EXERCISES TO COMPLETE
1. From the forum thread about sorting scraped URLs, reproduce the passage starting at "Identify and sort in, or" and ending at "the identified list/folder...".
2. In the forum thread about sorting scraped URLs, roughly how many engines does Olve1954 say they use?

READING TEXT
%%

Identify and sort in, or run raw url list?

the_other_dude · July 2014

Hey

I'm scraping massive amounts of urls. Just wanted to see what the scrapers choice is. feed the raw url list in to multiple projects, or identify and sort in, then import from identified list?

Thanks

Olve1954 · July 2014

I prefer "identify and sort in". SER will go thru the list over and over again, increasing the chance of getting more verified links. Sometimes a submission or registration may fail due to internet connectivity, wrong captcha (especially recaptchas), site down, etc. Periodically (daily or weekly), I'll remove duplicate domains, and note down the number of verified sites. If the number doesn't increase anymore, hence no more new sites found, I can then delete the identified list/folder...

the_other_dude · July 2014

Typically thats what I do too, but i have at least 5 projects running the identified list to maximize verified links from what I scrape.

However even after the dedup the scrape file it still takes forever to sort in 200000+ domains and is killing my cpu (MAXED OUT with 4 cores)

I also then dedupe the identified list too because I do this every day, and its pretty time consuming really.

Olve1954 · July 2014

My trick is to "Use engine filter", i.e. identify only the engines I use. This greatly increases the "identify and sort in" process. Also I "Disable proxies" and 0 retries...

the_other_dude · July 2014

I'm actually sorting in a big de duped list right now, and its going to take a while it looks like. at least an hour with no projects running because its killing the CPU so bad

the_other_dude · July 2014

@Olve1954

!! I think I forgot to disable proxies this time. Even when I do that it still kills my CPU though. I do check the sort by engine but I dont uncheck any of them. I'll try that next time, thanks

Olve1954 · July 2014

"identify and sort in" is very CPU intensive especially if you don't uncheck any engines. For every url SER downloads, it has to scan thru hundreds of engines, looking for a particular footprint. I only use about 15 engines (mainly contextuals), and I only check these engines. SER zips thru the list very quickly...

the_other_dude · July 2014

nice. its worth aborting and starting over then :P

bpm4gsa · July 2014

Sort and identify....I have approximately 29.9 million scraped URL's after deduping. I am doing my first import/identify, and it took about 30 minutes to process 28k of those targets. At this rate, it will take 22 days to sort and identify all of my scraped targets.

I guess I need to abort and reduce the number of engines that are checked.....that means that when I do the import, I need to know which footprint(s) I was scraping for, for that file. Right?

%%

DATASET EXTRACT

%%

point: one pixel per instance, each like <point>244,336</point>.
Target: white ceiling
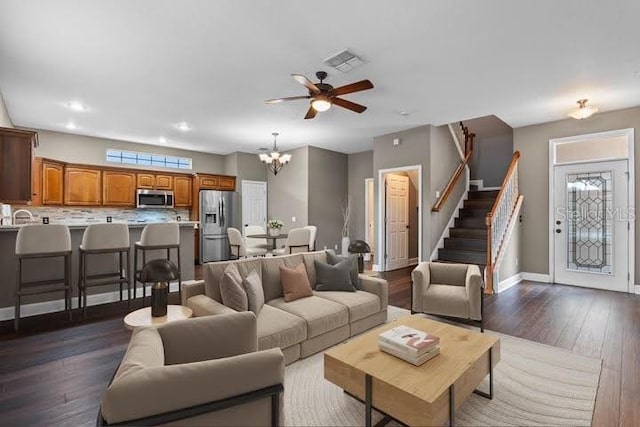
<point>144,65</point>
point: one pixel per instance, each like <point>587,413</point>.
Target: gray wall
<point>5,120</point>
<point>327,194</point>
<point>413,150</point>
<point>90,150</point>
<point>492,149</point>
<point>445,158</point>
<point>287,192</point>
<point>533,144</point>
<point>360,167</point>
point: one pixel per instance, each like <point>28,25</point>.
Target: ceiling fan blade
<point>349,105</point>
<point>306,83</point>
<point>353,87</point>
<point>291,98</point>
<point>311,113</point>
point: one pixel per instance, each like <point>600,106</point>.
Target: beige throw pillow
<point>253,285</point>
<point>231,290</point>
<point>295,283</point>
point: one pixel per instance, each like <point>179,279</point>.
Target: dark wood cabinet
<point>16,165</point>
<point>52,183</point>
<point>118,188</point>
<point>82,186</point>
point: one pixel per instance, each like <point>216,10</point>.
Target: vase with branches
<point>346,222</point>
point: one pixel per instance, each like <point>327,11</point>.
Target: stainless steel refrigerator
<point>218,211</point>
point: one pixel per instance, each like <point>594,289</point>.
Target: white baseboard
<point>536,277</point>
<point>37,308</point>
<point>509,282</point>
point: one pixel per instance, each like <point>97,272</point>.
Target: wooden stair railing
<point>468,151</point>
<point>499,216</point>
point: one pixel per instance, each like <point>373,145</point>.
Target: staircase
<point>467,241</point>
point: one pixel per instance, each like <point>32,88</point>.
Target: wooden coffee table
<point>415,395</point>
<point>142,317</point>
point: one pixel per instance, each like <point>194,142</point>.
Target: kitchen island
<point>44,269</point>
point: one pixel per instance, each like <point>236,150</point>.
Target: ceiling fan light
<point>321,103</point>
<point>583,110</point>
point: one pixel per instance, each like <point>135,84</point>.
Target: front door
<point>397,221</point>
<point>590,230</point>
<point>254,204</point>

%%

COMPLETE ANSWERS
1.
Identify and sort in, or run raw url list?

the_other_dude · July 2014

Hey

I'm scraping massive amounts of urls. Just wanted to see what the scrapers choice is. feed the raw url list in to multiple projects, or identify and sort in, then import from identified list?

Thanks

Olve1954 · July 2014

I prefer "identify and sort in". SER will go thru the list over and over again, increasing the chance of getting more verified links. Sometimes a submission or registration may fail due to internet connectivity, wrong captcha (especially recaptchas), site down, etc. Periodically (daily or weekly), I'll remove duplicate domains, and note down the number of verified sites. If the number doesn't increase anymore, hence no more new sites found, I can then delete the identified list/folder...

2. About 15 engines, mainly contextuals.